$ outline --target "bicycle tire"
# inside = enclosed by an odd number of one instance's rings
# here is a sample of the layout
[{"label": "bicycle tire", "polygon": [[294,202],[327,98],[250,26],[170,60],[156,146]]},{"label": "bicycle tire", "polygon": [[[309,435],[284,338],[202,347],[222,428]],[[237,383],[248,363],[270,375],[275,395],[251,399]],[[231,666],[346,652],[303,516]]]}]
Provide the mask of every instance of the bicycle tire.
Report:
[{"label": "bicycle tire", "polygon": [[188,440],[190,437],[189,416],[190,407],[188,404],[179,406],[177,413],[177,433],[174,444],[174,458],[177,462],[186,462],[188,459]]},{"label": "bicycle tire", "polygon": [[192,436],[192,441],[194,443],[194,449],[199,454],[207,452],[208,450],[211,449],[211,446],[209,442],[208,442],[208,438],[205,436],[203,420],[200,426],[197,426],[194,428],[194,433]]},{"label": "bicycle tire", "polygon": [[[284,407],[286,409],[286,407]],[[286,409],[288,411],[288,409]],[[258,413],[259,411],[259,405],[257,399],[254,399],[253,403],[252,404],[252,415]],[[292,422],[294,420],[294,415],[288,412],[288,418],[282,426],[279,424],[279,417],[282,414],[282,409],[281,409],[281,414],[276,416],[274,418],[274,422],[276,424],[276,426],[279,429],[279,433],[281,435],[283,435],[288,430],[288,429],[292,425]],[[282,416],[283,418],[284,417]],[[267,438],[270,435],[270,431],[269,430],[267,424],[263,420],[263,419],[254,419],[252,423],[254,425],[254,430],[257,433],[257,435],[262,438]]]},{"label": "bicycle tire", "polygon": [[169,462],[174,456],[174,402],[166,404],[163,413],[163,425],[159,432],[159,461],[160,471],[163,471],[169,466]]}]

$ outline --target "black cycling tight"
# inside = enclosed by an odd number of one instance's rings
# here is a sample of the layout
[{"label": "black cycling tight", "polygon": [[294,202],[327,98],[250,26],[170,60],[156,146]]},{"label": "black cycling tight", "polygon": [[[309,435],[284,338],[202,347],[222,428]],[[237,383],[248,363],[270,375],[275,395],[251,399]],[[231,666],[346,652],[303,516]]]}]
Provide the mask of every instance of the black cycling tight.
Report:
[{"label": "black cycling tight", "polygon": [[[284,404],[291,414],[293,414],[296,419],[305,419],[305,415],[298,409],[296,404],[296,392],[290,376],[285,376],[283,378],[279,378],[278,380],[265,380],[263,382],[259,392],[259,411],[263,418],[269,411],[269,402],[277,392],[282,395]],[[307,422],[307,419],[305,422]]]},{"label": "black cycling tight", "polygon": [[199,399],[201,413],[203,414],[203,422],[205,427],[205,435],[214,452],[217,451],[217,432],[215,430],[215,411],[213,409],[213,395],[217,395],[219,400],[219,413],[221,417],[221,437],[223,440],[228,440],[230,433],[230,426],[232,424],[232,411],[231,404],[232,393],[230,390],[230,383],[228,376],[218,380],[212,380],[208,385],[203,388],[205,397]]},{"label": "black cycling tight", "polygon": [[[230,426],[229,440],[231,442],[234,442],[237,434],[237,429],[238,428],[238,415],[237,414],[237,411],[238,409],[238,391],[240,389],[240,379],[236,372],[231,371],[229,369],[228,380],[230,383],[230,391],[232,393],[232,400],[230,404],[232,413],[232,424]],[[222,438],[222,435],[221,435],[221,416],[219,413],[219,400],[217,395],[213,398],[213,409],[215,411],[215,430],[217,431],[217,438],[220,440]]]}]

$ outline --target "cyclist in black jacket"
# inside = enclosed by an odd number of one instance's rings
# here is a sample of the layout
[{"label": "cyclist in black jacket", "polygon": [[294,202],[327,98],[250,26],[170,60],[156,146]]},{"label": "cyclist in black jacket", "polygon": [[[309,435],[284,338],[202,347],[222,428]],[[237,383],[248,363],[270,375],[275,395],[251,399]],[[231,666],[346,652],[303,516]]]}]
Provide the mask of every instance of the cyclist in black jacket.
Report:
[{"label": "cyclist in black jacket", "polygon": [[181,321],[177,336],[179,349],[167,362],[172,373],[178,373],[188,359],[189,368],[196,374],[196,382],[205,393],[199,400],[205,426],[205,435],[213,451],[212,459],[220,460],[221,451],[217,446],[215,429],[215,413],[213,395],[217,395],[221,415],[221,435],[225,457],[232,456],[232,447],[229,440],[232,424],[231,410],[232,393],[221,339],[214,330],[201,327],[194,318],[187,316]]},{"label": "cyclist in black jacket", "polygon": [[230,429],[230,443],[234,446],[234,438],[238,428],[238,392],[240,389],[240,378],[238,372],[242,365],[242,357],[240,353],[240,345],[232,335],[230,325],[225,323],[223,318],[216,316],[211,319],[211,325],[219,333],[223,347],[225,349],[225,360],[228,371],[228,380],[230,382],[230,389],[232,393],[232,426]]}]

======

Task goal – Pull out each line of the records that contains the string "target", copying those lines unchanged.

Solved problem –
$ outline --target "bicycle tire"
$ outline --target "black cycling tight"
$ outline --target "cyclist in black jacket"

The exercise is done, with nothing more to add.